*Extract provided*.
□ □ □ □ □ □ □
Moreover, aspects might include such issues, which are usually omitted in EMS, like land use and transformation (not limited to special or emergency conditions, but also used in normal operations), identifying of transport factors, taking into account the recycling and waste management in the process of the final disposal (not limited to waste management within an organisation).
A significant issue, from the point of view of identifying aspects, is focusing attention in LCA on breaking the system down into unit processes. In environment management systems, such a divide operates to some stage. When scrutinising ISO 14004 guidelines, it looks like the areas where it is recommended to identify aspects, are not only those geographically correlated with an organisation (design and development, production processes, packaging, transport, waste management, natural environment and biodiversity) but also the ones which are beyond its boundaries: the effects of the environmental policies and practices of manufacturers and suppliers, extraction and distribution of raw materials and natural resources, distribution, use and waste management. From this point of view, a distinction between direct and indirect environmental aspects is important. Direct environmental aspects are associated with activities, products and services of the organisation itself over which it has direct management control and they can be controlled by internal management decisions (EMAS guidance document 06). Indirect aspects concern the actual or potential activities over which the organisation can be expected to have an influence, but no control. If use LCA in EMS, identifying and capturing the “ecological burdens” related to both indirect, as well as direct aspects, can be possible, which has the key meaning especially in EMAS.
□ □ □ □ □ □ □
*Given information*.
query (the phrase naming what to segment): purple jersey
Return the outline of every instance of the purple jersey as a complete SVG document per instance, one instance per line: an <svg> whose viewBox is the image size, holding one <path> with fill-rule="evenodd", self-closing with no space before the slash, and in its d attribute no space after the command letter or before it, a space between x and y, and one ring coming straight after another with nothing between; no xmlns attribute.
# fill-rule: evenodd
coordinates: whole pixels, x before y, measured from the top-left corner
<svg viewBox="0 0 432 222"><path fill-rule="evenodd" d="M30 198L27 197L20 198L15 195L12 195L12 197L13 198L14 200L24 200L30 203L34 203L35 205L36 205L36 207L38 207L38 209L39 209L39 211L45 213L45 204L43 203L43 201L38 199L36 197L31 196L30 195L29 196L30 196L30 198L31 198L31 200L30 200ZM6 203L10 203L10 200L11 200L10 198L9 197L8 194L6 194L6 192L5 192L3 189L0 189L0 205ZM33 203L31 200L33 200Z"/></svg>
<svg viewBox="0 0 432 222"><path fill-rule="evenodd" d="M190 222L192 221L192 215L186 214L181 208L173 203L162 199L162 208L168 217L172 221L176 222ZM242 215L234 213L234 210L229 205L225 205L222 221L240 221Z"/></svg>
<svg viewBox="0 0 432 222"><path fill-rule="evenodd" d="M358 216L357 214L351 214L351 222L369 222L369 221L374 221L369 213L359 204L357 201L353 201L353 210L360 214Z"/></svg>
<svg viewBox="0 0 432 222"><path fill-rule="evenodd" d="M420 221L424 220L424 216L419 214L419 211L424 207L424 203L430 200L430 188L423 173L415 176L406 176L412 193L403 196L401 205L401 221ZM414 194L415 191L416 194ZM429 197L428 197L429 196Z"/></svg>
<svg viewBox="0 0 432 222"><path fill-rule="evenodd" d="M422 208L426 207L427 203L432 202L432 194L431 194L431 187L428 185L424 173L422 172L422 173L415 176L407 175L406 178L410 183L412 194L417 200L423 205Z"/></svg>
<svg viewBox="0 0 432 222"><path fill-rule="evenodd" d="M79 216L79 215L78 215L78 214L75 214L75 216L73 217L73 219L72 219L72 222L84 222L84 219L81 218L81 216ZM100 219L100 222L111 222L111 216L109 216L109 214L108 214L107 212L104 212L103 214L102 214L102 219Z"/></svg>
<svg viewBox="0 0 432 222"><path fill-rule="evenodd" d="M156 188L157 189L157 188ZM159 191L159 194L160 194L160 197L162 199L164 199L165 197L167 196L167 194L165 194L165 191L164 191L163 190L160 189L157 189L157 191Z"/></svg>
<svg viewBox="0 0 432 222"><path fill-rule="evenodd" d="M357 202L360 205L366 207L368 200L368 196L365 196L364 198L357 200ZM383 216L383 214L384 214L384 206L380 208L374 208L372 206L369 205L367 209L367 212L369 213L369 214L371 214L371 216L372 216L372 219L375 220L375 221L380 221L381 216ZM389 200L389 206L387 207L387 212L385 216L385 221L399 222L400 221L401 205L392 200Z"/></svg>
□ □ □ □ □ □ □
*Problems to work on*.
1) Repeat the part of the passage on life cycle assessment and environmental management systems starting with "Moreover, aspects might" and going on through "within an organisation).".
2) Shorten the paragraph of the life cycle assessment passage that begins "A significant issue, from the point of view of identifying aspects" and keep its main facts.
3) Resume the passage on life cycle assessment in environmental management systems after its final sentence.

*Responses for each task*.
1)
Moreover, aspects might include such issues, which are usually omitted in EMS, like land use and transformation (not limited to special or emergency conditions, but also used in normal operations), identifying of transport factors, taking into account the recycling and waste management in the process of the final disposal (not limited to waste management within an organisation).

2) LCA breaks a system down into unit processes, and environmental management systems do this only to some degree. ISO 14004 guidelines suggest identifying aspects in areas tied to an organisation itself, such as design, production, packaging, transport, waste management and biodiversity. They also cover areas beyond its boundaries, such as suppliers' practices, raw material extraction, distribution, use and waste management. This makes the split between direct and indirect aspects important. Direct aspects are those the organisation controls through internal management decisions. Indirect aspects are activities it can influence but not control. Using LCA in EMS makes it possible to capture the "ecological burdens" of both kinds, which matters especially in EMAS.

3)
Likewise, a general division into input and output-related environmental aspects could be helpful. LCA is input–output analysis, which strongly determines a mode of conducting and organizing a study (data collection, model validation, interpretation of the results). Meanwhile in EMS, input–output thinking is not obvious, rather intuitional, and without clear methodological implications. The input-related aspects include as well as input elementary flows (land occupation, deposits of fossil fuels and metal ores, oxygen from air) and inputs from technosphere (electricity, plastics, petrol). Similarly, output-related aspects embrace output elementary flows (emissions to the air, water and soil) and outputs to the technosphere (products, waste for treatment). The set up with regard to inputs and outputs of aspects identification procedure would enable balancing of data and verifying the correctness and completeness of a model. In any of the analysed registers, the input and output-related aspects could not be balanced because of omitting the elements related to them, which traditionally would be taken into account in LCA (e.g. use of fuel in transport processes requires collecting of data with regard to air use, emission and wastage).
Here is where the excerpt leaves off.